I’m white from my Eastern Europe and Northern Europe ancestry. I’m Jewish because my folks are, and their folks were, going backwards in time. My 23andme data pegs me as 96% Ashkenazi.

I have olive in my skin, since I tan, not burn.

But I’m white.

I’m “White” and Jewish, my daughter is “Asian” and Jewish, a friend is “Black” and Jewish. Jews come in all sorts of races and in all kinds of combination identities. Some in surprising places.

I do consider myself a minority in American culture. So if by “White” you mean, do I consider myself part of the majority in America, I would say no … of course it is quick becoming that “minorities” as a group are the majority.

Another related question that would get different answers depending on who you asked is to what degree “Jewish” is, for any particular Jew, their religion, and to what degree their ethnicity, and to what degree their cultural heritage. For most there is some combination of these partially overlapping aspects but often weighted very differently. My WAG is that cultural heritage is the largest aspect for most in America.

Although pure Ashkenazi (whatever pure means in that context), I am relatively dark-skinned and, when I had hair, it was black. When growing up, I never thought about race in that context but could hardly have doubted I was white. However, I discovered when I moved to Quebec that they don’t consider me white (we are “ethnics”, whatever the hell that means).

On census forms I always check “other” and add “human”.

Slightly off topic, but a couple I know a couple (though long since separated) who got married in Bloomington, IN. He was Greek and she a lily white American (actually of Polish background). When they got a marriage license the clerk filled in her race as “white” and his as “other”. But the other line had a blank to be filled in and the clerk filled in “white”. So she was white and he was “other white”. That has gotten quite a few laughs over the years.

I’ve always resisted the concept of being “born Jewish.” That would make it something immutable, like a race. Rather, I was “raised Jewish,” but have been an atheist since the age of 13. Although there are black Jews, Asian Jews, and all sorts of ethnic Jews, most are white.

Then how do you define the many, many people who define themselves as Jews, yet are atheists?

I know a few people who trace their ancestry back to the Cochin Jews who emigrated to the UK by way of various other places, and they largely seem to think of themselves as Indian (they look like Indian people, certainly).

And the weed!

Alessan: You are using the term “race” in a way that is different from the way most people would use it.

“Jew” is not a race, in the modern sense of that term any more than “Irish” is a race (although people used to refer to them that way) or “American” is a race. Obama and I are both Americans, but we are not the same race. You and Ethiopian Jews are the same religion, but you are not the same race.

Think of it less like a “race” and more like a “tribe”.

You can’t (easily) change your “race” because the definition of “race” is set by society as a whole and is based on physiological characteristics. In the US, for example, any amount of visible Black ancestry makes you “Black”, whether you like it or not.

• **THINGS TO DO**:
A: From the discussion of Jewish identity and race, reproduce verbatim everything from "I’m white from" down to "in surprising places.".
B: Answer the following from the discussion of Jewish identity and race:
(i) What percentage Ashkenazi does the 23andme data show for the first writer?
(ii) In what city did the Greek man and his wife get married?
(iii) What does one writer always add after checking "other" on census forms?

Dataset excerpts
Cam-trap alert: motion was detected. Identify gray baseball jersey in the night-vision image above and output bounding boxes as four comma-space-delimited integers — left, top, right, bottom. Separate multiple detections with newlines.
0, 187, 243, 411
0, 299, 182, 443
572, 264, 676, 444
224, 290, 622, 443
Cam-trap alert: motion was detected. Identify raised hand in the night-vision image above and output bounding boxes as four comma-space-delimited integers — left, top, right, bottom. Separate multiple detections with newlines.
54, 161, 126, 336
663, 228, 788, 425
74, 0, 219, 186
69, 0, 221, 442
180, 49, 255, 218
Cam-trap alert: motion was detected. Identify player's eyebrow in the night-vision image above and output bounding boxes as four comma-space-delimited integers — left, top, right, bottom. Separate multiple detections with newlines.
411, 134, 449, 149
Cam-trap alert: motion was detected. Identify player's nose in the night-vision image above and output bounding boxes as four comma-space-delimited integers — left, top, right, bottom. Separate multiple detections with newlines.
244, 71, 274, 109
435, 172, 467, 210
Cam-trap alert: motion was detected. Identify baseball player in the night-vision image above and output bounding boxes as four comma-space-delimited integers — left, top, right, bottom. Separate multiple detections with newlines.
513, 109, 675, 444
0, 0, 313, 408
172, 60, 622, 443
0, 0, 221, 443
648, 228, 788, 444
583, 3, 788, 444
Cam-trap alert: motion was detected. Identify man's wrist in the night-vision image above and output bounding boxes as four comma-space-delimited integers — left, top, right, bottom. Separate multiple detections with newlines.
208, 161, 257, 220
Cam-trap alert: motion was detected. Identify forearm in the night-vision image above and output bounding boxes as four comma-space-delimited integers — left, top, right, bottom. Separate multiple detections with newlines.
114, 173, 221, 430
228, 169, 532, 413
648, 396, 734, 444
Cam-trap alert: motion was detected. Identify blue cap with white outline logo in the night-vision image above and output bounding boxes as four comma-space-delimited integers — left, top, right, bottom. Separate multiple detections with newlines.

• **EXERCISE RESULTS**:
A:
I’m white from my Eastern Europe and Northern Europe ancestry. I’m Jewish because my folks are, and their folks were, going backwards in time. My 23andme data pegs me as 96% Ashkenazi.

I have olive in my skin, since I tan, not burn.

But I’m white.

I’m “White” and Jewish, my daughter is “Asian” and Jewish, a friend is “Black” and Jewish. Jews come in all sorts of races and in all kinds of combination identities. Some in surprising places.

B:
(i) 96%
(ii) Bloomington, IN
(iii) "human"